_Fragmento seleccionado_:
----
Así es también con la ley divina. Tenemos, primero, la ley original bajo la cual Adán fue puesto a prueba. Para comenzar, él tenía privilegios y bendiciones: vida, paz, felicidad, y todo lo que era necesario para él, y la ley se los garantizaba siempre y cuando se mantenía obediente a su Creador; en cambio, la desobediencia le valdría la pena de muerte: “Muriendo, morirás”, y esta pena se extendió a su posteridad de manera natural. En consecuencia, desde el momento de su transgresión, Adán fue un culpable, un condenado, privado de las esperanzas de la vida de las que había gozado, privado de su morada en Edén, privado de la comunión que tenía antes con su Creador. La tierra no preparada se hizo su gran penitenciaría, y la tumba su prisión perpetua. La ley que le regía anteriormente fue ahora derogada en el sentido que, en lo sucesivo, no se le ofrecía ninguna esperanza o perspectiva de vida, sino que ya le había condenado a muerte. En lo sucesivo, él no estaba más bajo la ley de vida, ninguno de sus hijos había nacido bajo esta ley de vida, o con una esperanza o una perspectiva de alcanzar la vida eterna: todos eran presos. En lenguaje figurativo, el pecado y la muerte los han capturado, son sus verdugos y sus carceleros.
----
_Material recopilado_:
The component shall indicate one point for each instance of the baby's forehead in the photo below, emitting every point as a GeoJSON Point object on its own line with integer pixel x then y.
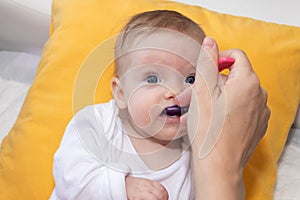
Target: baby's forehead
----
_Objetivo de la tarea_: ¿Cómo se traduce al inglés la oración «La tierra no preparada se hizo su gran penitenciaría, y la tumba su prisión perpetua.» del fragmento sobre la ley divina?

_Solución del ejercicio_: The unprepared earth became his great penitentiary, and the grave his perpetual prison.